TASK STATEMENT → Working down the material below, reproduce exactly every line from the one containing "A point falls on each instance of the green" to the last line, and only those.
_____
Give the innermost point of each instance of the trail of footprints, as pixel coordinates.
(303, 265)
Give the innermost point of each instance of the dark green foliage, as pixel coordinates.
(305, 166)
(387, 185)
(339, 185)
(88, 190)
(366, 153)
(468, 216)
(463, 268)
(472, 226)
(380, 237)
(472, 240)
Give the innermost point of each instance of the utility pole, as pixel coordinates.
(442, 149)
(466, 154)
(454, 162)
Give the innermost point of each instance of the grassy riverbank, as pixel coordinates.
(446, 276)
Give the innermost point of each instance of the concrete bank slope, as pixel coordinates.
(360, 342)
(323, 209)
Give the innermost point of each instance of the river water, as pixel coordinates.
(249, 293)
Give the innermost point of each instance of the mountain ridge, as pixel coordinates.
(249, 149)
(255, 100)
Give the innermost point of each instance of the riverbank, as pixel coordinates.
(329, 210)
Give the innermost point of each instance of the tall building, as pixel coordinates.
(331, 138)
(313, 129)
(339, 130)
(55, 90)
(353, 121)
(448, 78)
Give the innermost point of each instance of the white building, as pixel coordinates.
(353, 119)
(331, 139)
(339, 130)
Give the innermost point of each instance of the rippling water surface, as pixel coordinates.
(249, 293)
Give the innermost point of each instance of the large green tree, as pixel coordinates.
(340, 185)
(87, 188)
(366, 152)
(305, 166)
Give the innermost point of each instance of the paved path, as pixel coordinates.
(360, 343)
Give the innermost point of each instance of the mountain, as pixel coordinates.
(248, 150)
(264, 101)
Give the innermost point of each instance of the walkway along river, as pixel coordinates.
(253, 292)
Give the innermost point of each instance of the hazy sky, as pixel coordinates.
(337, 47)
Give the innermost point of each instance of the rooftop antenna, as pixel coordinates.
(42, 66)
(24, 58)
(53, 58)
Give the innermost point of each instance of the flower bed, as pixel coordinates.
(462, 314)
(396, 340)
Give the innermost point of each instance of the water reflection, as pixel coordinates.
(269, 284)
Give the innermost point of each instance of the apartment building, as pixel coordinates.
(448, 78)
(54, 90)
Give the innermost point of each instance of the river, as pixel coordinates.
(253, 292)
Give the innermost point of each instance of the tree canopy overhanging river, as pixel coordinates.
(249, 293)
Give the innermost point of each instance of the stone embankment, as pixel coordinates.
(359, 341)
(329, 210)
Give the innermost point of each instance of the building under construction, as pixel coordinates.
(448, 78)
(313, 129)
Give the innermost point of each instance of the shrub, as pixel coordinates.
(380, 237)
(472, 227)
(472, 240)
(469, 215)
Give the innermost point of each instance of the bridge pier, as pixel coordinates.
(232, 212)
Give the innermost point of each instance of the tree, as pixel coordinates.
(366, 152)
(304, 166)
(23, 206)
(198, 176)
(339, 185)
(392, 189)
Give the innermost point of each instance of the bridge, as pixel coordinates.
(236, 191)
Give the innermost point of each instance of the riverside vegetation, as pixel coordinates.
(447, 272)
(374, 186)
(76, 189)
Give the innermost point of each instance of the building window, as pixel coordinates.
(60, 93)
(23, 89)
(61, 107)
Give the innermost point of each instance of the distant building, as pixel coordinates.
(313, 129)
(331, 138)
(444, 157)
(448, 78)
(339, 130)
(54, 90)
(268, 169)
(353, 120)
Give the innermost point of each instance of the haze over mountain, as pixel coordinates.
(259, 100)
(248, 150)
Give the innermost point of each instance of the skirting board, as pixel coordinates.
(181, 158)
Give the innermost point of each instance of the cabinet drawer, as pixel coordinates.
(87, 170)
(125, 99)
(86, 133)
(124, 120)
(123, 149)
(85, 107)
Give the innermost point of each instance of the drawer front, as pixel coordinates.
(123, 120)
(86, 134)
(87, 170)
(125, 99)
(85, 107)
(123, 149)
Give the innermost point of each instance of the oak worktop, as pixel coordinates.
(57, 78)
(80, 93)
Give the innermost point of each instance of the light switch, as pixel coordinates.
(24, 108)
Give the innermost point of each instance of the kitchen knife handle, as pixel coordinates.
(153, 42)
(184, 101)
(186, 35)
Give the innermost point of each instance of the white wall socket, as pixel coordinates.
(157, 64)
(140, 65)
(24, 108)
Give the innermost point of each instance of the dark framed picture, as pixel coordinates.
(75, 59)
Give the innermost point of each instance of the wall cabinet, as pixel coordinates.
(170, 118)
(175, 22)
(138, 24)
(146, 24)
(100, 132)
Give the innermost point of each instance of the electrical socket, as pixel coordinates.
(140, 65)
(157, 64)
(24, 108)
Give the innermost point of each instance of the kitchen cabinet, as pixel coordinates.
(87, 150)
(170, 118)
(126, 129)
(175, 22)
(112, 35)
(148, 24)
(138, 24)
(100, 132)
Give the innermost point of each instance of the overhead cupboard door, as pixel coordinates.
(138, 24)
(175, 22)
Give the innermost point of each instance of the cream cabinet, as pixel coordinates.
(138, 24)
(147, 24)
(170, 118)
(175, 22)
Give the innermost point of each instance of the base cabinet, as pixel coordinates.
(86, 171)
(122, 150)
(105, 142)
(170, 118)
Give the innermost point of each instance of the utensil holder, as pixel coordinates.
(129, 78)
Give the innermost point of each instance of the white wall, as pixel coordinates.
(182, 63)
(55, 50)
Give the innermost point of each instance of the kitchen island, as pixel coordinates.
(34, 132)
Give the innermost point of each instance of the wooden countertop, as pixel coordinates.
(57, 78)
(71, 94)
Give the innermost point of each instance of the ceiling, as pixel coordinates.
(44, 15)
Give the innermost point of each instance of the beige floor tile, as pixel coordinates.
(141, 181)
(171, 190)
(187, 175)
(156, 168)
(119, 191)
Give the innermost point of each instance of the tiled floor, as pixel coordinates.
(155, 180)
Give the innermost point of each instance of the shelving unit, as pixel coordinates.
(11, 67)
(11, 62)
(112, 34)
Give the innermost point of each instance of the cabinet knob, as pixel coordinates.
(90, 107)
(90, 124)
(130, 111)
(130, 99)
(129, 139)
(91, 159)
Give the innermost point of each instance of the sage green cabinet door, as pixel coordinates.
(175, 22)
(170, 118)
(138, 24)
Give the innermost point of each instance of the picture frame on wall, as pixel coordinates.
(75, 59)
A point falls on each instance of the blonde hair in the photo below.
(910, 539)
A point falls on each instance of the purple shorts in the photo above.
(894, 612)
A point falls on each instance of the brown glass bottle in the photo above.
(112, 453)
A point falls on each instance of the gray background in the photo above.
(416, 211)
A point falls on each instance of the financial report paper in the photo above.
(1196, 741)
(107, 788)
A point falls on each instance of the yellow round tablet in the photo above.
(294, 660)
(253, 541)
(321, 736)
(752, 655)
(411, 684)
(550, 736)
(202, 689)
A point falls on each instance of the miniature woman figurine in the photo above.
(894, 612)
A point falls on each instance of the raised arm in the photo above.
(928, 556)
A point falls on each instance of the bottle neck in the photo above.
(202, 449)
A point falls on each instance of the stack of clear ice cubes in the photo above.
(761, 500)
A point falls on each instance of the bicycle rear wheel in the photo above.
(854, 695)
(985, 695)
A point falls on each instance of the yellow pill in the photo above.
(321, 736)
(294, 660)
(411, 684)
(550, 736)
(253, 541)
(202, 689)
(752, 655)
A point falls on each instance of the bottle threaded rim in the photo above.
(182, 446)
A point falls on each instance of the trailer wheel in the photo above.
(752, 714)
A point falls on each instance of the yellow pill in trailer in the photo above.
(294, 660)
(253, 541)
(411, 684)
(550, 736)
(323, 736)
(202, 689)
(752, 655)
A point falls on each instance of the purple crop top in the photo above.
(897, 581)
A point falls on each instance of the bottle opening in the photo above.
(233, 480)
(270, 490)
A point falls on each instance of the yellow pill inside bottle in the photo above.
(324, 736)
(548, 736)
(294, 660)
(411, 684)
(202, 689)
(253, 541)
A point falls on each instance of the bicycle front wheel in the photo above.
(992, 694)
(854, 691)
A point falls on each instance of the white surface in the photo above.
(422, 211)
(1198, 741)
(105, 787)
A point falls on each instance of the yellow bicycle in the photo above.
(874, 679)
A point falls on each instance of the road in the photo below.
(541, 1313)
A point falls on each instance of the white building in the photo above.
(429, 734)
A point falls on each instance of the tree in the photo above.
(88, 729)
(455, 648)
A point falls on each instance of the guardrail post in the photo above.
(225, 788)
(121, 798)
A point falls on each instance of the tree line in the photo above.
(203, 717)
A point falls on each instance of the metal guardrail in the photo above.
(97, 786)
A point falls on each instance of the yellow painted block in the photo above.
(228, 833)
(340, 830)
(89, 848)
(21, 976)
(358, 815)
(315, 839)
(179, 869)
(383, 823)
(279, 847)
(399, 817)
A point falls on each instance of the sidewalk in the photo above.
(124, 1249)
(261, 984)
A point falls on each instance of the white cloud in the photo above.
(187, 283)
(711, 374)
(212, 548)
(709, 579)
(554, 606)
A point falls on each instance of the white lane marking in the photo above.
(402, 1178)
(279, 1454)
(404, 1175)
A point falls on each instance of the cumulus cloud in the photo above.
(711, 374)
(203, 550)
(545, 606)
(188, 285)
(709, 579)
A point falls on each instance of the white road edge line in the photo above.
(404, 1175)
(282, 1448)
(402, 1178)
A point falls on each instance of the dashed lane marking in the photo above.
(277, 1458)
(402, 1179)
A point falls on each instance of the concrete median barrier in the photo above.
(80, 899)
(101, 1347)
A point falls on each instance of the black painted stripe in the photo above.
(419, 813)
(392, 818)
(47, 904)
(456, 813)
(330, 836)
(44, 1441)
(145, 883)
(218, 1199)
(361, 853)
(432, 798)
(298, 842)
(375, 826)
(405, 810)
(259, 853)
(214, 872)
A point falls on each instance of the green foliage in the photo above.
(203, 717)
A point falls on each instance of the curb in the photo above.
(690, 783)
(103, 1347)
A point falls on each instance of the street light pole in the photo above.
_____
TASK SOLUTION →
A point falls on each instance of the green foliage in the photo above.
(203, 717)
A point falls on each instance of the curb in the photo above.
(690, 783)
(103, 1347)
A point falls on each instance of the street light pole in the photo above.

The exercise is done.